* Action item *
Give every line from the entries that contains "shirt".

Source data section start

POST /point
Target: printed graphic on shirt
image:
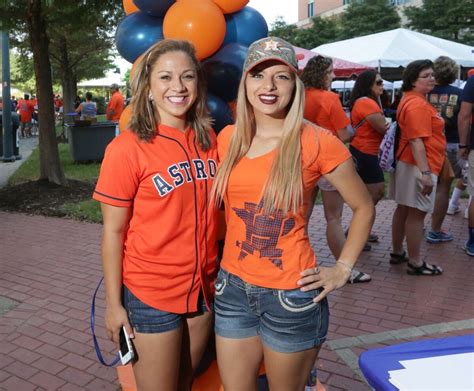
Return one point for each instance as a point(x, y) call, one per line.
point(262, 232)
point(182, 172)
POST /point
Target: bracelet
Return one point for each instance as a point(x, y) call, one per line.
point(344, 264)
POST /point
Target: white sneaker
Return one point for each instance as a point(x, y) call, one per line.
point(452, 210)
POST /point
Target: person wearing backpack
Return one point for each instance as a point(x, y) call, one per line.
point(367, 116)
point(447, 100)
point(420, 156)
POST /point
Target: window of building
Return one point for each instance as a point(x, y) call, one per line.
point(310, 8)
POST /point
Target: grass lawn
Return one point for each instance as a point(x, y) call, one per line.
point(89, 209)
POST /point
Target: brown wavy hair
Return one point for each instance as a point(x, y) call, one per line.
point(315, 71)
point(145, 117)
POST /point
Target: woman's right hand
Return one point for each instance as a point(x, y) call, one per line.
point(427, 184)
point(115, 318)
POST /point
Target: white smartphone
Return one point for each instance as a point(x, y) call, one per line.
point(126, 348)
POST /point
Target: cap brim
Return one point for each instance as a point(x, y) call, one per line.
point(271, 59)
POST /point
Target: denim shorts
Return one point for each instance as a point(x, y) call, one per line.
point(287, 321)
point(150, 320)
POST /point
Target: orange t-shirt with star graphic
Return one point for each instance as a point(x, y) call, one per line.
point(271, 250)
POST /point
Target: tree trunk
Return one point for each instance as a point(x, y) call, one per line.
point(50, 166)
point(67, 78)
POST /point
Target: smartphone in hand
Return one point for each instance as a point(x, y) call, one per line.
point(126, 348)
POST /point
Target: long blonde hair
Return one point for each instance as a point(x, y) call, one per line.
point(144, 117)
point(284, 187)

Source data section end
Source data section start

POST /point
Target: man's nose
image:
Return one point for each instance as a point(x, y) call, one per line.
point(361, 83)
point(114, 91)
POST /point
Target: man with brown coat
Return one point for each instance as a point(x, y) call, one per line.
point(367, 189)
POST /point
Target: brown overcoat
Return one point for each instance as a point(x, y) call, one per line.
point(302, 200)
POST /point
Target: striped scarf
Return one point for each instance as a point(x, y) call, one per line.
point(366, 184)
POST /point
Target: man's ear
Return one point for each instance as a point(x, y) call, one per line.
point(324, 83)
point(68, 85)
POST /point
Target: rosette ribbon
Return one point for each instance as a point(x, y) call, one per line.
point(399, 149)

Source data section end

* Answer box *
Target: printed graphic on shirt
Target: orange t-shirt with star graphic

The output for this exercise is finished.